--- Description of the task ---
Present all the records below as a Markdown table with two columns, Row for the row number and Line for the text of each line, skipping any blank lines.

--- Data provided ---

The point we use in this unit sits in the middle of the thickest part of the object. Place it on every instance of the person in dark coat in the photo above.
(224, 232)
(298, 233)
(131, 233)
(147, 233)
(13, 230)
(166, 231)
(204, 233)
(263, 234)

--- Result of the task ---
| Row | Line |
|---|---|
| 1 | The point we use in this unit sits in the middle of the thickest part of the object. Place it on every instance of the person in dark coat in the photo above. |
| 2 | (224, 232) |
| 3 | (298, 233) |
| 4 | (131, 233) |
| 5 | (147, 233) |
| 6 | (13, 230) |
| 7 | (166, 231) |
| 8 | (204, 233) |
| 9 | (263, 234) |